# To-do list
**a.** Rewrite the passage on web development standards, starting with "Every web developer" and going on through "for an overview.", with "client" replaced by "customer".
**b.** According to the passage on web development standards, how early did search engines begin to categorize the World Wide Web?
**c.** Continue the passage on web development standards from its last sentence.

***** Text to read *****

Every web developer has their own style, be it the way they code their CSS to how they write their javascript, but there are some standards they generally all follow. These standards allow us to quickly and easily generate code considered beneficial to the client when creating the foundation for a website. These standardized tools have been developed over time since search engines began to categorize the World Wide Web as early as the 1990s. It is unfortunate that they are often overlooked by web developers who either don't understand or don't realize they exist.
We begin by deciding whether to utilize the 'www' with the site URL. There are strong cases from both sides but we will not be covering this in-depth, if you would like to read more on this topic take a look at this great article "To www or Not to www — That is the Question" for an overview.

***** Material *****

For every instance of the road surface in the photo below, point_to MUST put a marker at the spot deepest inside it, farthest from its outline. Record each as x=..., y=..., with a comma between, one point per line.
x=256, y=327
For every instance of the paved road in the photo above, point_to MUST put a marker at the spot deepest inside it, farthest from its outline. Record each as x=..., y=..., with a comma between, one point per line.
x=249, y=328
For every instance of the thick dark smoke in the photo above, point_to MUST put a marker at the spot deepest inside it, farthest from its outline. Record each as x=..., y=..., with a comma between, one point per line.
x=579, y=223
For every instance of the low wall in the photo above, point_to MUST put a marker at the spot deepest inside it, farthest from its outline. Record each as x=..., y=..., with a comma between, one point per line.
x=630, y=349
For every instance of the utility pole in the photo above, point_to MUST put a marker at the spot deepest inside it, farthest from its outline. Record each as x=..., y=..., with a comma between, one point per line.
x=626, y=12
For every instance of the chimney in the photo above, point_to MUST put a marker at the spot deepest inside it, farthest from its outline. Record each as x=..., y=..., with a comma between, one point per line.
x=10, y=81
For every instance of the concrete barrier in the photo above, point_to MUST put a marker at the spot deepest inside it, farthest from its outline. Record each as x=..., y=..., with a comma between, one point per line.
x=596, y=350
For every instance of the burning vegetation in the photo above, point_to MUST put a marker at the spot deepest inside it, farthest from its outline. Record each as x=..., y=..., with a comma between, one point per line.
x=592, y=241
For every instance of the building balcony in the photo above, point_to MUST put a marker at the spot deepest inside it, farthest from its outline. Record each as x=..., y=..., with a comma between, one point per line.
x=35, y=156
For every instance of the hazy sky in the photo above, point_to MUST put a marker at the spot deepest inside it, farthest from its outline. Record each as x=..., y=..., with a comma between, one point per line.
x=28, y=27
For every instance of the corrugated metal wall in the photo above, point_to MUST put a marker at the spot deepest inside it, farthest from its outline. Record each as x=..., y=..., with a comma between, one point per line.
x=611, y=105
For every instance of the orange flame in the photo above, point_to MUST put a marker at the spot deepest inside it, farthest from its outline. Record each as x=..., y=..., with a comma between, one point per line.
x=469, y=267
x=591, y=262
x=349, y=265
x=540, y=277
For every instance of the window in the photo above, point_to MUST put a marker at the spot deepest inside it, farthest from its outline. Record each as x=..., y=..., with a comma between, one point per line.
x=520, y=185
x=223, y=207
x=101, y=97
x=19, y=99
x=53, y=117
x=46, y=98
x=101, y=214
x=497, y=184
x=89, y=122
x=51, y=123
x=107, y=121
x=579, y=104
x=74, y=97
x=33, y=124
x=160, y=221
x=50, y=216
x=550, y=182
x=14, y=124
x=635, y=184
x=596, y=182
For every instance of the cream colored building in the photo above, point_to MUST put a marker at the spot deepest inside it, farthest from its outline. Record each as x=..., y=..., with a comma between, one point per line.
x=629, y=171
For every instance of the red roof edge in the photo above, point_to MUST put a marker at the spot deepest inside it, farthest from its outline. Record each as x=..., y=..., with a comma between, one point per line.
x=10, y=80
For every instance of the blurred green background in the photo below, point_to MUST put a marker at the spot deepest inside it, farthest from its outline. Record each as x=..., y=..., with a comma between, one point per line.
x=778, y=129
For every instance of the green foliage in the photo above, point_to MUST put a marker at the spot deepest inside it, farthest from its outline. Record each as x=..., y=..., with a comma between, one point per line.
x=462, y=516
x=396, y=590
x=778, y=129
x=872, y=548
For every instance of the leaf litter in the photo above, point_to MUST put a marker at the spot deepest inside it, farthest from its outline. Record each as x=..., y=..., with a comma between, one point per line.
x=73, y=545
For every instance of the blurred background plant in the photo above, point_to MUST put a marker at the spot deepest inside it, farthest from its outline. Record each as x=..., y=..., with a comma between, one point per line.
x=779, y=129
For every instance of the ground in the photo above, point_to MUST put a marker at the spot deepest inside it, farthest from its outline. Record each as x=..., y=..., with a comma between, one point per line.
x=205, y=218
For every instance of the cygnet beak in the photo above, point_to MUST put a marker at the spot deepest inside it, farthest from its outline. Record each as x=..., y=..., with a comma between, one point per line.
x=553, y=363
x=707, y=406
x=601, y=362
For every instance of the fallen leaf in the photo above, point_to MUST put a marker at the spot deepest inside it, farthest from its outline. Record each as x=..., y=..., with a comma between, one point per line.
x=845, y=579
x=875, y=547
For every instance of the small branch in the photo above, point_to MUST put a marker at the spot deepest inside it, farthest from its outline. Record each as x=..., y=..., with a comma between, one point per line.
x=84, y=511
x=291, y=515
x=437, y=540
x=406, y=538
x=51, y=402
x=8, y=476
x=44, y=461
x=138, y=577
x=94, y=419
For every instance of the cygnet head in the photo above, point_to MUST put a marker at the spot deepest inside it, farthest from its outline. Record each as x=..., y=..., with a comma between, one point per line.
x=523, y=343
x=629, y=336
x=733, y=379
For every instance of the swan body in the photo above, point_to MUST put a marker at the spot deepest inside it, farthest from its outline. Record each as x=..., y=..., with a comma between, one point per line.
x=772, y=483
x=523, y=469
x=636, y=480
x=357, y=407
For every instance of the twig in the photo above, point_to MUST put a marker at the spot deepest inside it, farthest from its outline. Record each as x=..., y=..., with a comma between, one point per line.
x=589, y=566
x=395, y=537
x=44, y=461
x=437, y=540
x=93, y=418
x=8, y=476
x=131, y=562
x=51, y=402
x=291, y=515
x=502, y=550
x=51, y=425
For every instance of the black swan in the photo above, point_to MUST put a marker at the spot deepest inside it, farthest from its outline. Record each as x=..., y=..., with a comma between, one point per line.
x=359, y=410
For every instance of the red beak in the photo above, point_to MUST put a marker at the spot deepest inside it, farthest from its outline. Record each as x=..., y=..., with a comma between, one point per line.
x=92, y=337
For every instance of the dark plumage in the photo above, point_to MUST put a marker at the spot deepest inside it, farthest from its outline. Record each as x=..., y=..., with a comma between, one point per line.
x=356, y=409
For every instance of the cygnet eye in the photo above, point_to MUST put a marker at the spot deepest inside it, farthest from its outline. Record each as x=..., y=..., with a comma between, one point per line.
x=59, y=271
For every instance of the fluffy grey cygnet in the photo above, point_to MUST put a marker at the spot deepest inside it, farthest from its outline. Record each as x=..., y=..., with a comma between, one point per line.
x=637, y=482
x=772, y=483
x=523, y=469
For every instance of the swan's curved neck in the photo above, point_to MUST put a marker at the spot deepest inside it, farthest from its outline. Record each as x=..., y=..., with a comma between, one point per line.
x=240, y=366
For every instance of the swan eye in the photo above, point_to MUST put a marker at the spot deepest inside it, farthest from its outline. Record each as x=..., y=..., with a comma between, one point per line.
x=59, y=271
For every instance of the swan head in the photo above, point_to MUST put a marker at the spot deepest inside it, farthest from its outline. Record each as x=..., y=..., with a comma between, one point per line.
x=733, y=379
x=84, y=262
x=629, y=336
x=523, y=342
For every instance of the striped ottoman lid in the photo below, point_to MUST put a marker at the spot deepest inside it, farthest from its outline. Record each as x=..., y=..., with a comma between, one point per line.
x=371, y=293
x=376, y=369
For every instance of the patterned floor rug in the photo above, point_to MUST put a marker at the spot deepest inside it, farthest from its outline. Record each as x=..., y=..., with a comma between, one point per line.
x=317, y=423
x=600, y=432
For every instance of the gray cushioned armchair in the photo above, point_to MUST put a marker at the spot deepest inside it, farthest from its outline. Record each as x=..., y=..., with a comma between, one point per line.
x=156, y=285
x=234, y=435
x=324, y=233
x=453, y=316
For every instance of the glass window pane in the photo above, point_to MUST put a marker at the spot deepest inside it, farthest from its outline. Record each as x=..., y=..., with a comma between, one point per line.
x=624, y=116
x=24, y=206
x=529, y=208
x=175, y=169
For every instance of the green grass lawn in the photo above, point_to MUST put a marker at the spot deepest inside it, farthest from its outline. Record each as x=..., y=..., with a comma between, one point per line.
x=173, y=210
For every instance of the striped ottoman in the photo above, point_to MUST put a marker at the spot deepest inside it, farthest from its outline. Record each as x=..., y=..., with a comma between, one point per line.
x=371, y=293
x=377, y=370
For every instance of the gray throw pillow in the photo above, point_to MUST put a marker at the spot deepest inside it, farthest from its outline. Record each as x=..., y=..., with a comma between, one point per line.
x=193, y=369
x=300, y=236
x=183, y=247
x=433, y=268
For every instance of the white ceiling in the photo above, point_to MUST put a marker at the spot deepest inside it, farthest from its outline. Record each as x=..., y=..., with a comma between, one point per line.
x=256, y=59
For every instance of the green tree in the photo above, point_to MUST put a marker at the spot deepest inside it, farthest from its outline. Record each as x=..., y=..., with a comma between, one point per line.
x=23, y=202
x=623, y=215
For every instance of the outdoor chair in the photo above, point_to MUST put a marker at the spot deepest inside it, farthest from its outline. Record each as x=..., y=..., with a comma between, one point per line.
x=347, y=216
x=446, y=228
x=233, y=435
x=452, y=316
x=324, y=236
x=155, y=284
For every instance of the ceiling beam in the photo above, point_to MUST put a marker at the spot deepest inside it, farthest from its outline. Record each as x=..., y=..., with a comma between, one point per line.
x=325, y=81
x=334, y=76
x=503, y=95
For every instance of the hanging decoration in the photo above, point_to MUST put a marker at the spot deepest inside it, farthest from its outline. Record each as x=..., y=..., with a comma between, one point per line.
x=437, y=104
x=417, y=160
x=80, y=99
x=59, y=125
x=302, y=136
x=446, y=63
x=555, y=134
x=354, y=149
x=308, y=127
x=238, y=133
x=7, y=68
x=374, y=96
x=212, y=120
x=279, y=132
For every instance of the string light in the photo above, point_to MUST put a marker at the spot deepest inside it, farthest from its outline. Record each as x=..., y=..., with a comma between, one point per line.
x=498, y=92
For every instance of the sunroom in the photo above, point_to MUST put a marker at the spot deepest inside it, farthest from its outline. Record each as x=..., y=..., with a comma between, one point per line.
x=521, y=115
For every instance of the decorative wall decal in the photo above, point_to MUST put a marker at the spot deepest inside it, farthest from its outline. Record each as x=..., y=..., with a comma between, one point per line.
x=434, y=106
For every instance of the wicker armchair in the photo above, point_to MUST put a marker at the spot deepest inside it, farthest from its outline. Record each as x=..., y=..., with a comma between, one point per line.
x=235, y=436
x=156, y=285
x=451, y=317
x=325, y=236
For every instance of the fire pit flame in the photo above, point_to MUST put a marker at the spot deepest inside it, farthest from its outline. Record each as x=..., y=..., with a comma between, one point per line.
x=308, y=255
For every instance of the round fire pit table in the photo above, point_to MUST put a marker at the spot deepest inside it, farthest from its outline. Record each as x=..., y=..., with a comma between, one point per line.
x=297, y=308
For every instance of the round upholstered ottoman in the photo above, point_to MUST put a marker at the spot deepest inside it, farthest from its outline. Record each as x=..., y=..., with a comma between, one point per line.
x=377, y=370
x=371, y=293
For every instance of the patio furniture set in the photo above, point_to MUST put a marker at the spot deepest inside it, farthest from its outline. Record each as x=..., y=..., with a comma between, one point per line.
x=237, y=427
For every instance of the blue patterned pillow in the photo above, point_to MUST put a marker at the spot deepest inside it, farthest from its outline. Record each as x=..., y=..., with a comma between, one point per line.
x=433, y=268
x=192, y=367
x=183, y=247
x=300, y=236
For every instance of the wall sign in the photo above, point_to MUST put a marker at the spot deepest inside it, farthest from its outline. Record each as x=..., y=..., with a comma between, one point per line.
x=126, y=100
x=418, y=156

*****

# Answers to the tasks
**a.**
Every web developer has their own style, be it the way they code their CSS to how they write their javascript, but there are some standards they generally all follow. These standards allow us to quickly and easily generate code considered beneficial to the customer when creating the foundation for a website. These standardized tools have been developed over time since search engines began to categorize the World Wide Web as early as the 1990s. It is unfortunate that they are often overlooked by web developers who either don't understand or don't realize they exist.
We begin by deciding whether to utilize the 'www' with the site URL. There are strong cases from both sides but we will not be covering this in-depth, if you would like to read more on this topic take a look at this great article "To www or Not to www — That is the Question" for an overview.

**b.** As early as the 1990s.

**c.**
From Matt Farina: "Back in the early days of the Internet the 'www.' mattered. It was a way of getting you to the right content on the right server. It was a necessary thing. The early days of the Internet are long gone and the need for this fell off the charts long ago. But, support has remained, and now when Google indexes your site it indexes the 'www' version and the non-'www' version. The open-source content management system Joomla! is an example of this hurting a site's ranking. The site www.joomla.org recently took a hit in the rankings while joomla.org stayed high. The reason for this is that they are seen as two separate sites and the sites were ranked differently by the Google wizardry."
Even though we won't be making the decision for you, we typically elect to remove the "www" because from our perspective, it's an outdated URL structure as the majority of web users recognize a URL from the '.com, .net, etc' domain extensions. For example, when visiting https://www.doc4design.com the user is redirected to https://doc4design.com. This is because we want traffic redirected to a single domain, and by adding this redirection we ensure that the majority of search engines only see and catalog a single version of the site. If the site is retaining user log information such as login names and passwords having a single version of the site will prevent storing two copies.
Whichever choice you make, try to keep it consistent across all platforms including printed and interactive materials.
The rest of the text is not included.